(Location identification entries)
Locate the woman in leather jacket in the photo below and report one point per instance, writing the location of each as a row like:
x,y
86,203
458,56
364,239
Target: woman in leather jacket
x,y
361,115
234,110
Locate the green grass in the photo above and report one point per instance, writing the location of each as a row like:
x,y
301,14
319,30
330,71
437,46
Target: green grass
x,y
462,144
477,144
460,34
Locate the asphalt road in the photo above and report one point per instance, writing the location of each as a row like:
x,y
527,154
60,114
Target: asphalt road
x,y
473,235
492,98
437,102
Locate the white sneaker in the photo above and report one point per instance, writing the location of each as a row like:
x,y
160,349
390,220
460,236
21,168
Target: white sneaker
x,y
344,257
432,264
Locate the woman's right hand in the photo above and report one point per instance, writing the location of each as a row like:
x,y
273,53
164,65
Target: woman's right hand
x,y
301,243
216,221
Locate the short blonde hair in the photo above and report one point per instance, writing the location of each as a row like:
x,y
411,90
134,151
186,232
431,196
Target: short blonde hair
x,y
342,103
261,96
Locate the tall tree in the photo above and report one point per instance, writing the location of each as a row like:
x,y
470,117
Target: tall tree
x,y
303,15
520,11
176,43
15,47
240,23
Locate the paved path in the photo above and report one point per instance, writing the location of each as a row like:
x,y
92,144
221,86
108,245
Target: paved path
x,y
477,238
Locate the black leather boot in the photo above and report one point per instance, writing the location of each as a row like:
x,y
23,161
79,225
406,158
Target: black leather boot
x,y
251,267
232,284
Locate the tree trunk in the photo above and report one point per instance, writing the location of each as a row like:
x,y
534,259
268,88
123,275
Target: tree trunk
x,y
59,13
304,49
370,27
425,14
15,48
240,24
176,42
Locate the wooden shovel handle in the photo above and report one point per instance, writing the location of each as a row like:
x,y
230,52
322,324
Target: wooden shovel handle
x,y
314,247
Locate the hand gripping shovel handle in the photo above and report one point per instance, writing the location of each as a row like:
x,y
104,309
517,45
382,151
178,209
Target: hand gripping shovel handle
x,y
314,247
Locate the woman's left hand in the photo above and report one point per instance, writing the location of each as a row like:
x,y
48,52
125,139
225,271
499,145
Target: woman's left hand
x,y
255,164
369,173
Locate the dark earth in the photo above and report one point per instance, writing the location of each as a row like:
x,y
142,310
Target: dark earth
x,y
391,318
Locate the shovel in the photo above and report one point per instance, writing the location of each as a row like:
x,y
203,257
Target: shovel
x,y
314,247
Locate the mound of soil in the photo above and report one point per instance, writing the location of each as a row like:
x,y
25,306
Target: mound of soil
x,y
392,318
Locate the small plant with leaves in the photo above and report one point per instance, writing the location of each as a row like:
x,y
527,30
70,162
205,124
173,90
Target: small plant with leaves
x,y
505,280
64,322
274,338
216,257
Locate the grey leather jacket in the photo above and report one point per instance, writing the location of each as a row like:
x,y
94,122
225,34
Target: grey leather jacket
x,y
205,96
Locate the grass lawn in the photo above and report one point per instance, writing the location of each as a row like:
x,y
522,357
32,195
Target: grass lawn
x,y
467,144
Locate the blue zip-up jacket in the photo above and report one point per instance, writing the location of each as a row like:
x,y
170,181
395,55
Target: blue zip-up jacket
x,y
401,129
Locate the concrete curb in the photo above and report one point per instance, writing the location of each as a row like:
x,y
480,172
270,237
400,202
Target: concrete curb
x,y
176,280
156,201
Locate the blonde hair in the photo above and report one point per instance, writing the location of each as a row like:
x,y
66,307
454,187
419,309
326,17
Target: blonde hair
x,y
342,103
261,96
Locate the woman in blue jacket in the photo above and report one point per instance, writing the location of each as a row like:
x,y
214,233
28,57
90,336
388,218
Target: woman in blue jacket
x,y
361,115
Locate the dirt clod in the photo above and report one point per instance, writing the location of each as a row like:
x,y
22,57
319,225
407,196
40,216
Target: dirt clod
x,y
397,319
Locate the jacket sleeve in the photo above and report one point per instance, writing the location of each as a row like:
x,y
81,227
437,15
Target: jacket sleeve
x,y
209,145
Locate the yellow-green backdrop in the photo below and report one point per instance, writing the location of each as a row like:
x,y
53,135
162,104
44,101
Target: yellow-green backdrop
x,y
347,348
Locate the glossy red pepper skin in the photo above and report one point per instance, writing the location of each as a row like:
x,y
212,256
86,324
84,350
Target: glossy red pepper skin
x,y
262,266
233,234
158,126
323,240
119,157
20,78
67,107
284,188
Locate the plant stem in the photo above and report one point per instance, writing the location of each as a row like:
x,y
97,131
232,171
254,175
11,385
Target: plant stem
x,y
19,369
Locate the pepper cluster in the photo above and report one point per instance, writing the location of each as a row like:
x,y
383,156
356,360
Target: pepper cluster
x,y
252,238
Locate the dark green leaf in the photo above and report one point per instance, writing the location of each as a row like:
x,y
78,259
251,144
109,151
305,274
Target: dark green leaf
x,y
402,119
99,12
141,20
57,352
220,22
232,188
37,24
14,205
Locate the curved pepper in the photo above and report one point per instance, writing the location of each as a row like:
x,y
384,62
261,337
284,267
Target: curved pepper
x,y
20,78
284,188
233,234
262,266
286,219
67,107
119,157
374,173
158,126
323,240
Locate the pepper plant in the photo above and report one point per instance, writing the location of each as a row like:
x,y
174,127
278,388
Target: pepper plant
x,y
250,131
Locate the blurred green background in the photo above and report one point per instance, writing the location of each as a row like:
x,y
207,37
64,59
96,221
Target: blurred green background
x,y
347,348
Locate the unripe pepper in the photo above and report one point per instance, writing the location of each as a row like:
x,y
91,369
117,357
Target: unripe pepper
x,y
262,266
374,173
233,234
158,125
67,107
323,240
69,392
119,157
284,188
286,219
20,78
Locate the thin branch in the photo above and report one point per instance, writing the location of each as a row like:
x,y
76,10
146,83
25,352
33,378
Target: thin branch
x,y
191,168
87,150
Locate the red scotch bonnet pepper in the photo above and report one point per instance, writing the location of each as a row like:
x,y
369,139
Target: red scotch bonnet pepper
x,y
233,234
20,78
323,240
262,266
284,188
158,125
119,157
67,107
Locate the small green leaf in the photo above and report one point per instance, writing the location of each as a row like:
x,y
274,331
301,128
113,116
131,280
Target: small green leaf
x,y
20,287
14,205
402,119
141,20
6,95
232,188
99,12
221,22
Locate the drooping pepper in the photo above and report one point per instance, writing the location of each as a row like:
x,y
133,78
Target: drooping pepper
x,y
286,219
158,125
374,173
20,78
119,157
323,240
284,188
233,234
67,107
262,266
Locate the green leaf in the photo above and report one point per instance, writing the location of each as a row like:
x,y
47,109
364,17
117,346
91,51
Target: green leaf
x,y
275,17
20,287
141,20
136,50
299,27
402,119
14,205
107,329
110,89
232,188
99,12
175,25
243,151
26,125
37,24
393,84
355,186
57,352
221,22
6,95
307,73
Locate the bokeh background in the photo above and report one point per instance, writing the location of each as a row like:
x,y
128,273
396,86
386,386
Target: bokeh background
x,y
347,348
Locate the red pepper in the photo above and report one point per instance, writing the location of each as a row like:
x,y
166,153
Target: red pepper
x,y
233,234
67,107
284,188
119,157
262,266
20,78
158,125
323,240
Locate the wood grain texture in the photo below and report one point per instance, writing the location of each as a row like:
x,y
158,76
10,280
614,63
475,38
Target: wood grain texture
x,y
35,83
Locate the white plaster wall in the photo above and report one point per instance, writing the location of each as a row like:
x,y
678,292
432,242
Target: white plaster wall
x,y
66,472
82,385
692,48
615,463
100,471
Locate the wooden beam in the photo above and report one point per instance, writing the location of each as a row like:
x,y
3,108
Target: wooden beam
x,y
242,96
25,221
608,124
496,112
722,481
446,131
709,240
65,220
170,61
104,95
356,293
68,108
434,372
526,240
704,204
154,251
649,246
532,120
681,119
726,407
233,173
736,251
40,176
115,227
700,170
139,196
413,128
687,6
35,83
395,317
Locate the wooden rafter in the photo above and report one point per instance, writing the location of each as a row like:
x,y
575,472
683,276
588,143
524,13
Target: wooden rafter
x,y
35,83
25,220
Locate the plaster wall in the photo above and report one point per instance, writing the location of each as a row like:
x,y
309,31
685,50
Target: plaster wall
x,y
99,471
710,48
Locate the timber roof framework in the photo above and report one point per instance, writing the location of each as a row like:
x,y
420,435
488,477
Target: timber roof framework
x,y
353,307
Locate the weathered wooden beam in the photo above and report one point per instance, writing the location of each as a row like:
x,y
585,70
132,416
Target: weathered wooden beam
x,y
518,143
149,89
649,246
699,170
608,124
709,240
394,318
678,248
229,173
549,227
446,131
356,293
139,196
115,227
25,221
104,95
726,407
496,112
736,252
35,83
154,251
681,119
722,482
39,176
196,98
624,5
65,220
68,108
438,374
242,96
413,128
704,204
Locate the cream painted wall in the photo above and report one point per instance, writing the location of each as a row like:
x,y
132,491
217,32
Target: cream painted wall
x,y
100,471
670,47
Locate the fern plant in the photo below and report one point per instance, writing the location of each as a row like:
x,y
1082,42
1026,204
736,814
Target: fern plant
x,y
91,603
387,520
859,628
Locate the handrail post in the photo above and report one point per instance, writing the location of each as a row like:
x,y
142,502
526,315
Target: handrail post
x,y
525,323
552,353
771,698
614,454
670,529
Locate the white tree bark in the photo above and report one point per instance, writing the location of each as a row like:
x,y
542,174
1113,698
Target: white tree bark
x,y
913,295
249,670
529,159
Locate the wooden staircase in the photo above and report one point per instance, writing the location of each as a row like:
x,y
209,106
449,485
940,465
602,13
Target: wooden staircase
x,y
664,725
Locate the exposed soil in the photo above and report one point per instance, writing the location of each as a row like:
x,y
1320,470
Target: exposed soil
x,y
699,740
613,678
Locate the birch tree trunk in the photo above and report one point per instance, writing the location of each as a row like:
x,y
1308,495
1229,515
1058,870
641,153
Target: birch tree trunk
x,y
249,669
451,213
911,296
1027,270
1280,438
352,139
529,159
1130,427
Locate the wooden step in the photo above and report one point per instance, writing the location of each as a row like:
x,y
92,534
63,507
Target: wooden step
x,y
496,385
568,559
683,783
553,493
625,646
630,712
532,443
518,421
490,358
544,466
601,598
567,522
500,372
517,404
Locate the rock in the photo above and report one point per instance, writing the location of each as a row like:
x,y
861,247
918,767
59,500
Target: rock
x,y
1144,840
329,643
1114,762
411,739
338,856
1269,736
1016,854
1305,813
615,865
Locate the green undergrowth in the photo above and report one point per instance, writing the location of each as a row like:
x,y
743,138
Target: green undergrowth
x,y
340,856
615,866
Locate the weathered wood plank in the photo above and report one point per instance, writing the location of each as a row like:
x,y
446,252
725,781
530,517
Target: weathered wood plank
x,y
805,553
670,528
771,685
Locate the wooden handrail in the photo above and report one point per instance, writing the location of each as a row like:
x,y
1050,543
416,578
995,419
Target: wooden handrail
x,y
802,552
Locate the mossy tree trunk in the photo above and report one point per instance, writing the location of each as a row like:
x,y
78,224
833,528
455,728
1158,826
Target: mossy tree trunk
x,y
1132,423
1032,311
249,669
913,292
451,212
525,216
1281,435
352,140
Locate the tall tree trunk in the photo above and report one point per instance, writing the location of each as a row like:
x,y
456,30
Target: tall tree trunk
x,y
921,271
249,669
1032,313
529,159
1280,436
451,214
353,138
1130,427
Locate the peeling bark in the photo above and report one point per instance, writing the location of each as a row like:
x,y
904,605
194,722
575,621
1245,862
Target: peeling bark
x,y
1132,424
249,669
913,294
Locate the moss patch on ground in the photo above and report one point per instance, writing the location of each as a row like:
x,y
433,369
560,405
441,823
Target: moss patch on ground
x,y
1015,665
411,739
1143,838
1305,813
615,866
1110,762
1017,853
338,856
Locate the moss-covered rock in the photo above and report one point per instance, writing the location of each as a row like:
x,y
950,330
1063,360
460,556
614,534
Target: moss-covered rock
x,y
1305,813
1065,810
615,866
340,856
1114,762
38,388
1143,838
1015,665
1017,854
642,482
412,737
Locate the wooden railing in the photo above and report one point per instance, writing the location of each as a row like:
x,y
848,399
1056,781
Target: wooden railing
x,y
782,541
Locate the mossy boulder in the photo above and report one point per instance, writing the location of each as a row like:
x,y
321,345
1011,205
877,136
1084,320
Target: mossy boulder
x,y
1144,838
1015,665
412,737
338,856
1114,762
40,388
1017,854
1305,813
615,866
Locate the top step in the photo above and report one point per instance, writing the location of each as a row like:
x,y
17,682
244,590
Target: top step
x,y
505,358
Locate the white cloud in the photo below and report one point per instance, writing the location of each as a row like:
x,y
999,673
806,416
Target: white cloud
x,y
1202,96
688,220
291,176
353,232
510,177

● **WHAT IS BEING ASKED**: Locate "Locate the tall tree trunk" in the data above. Then repeat, exactly, its line and each line after it through the last, adding nothing.

● **WRITTEN RESPONSE**:
Locate the tall tree trunk in the photo above and report one point per instance, writing the location of each as a row like:
x,y
456,30
Target: tall tree trunk
x,y
921,271
249,669
1032,313
529,159
1280,436
451,214
353,138
1130,427
Locate the peeling bark in the photo above and report one point per instance, writing the location of each as a row like:
x,y
904,605
194,722
575,621
1245,862
Target: peeling bark
x,y
1132,424
249,669
913,294
Locate the moss patch on ground in the photo above and report one point per instance, writing the location of each as a row like:
x,y
433,369
560,405
441,823
Target: moss patch on ground
x,y
1015,665
411,739
1143,838
1305,813
615,866
1110,762
1017,853
338,856
Locate the moss-covered rock in the photo above and report one point per instance, writing the location of each as a row like:
x,y
950,330
1063,360
460,556
614,534
Target: moss-covered rock
x,y
1305,813
1065,810
615,866
340,856
1114,762
38,388
1143,838
1015,665
1017,854
642,482
412,737
Locate the wooden railing in the photo above and report one point per instance, writing the location of each as a row like:
x,y
848,399
1056,781
Target: wooden railing
x,y
782,541
Locate the mossy boulder in the photo above and report one point per instance, writing the location of each as a row like:
x,y
321,345
1011,205
877,136
1084,320
Target: mossy boulder
x,y
1144,838
1015,665
412,737
338,856
1114,762
40,388
1017,854
1305,813
615,866
Locate the top step in the photo above and report one point per instance, writing the location of each as a row like:
x,y
17,682
244,590
Target: top step
x,y
505,358
Locate the white cloud in the photo below and report one point per instance, writing the location of each as a row like:
x,y
999,673
806,416
Target: white cloud
x,y
1202,96
688,220
291,176
353,232
510,177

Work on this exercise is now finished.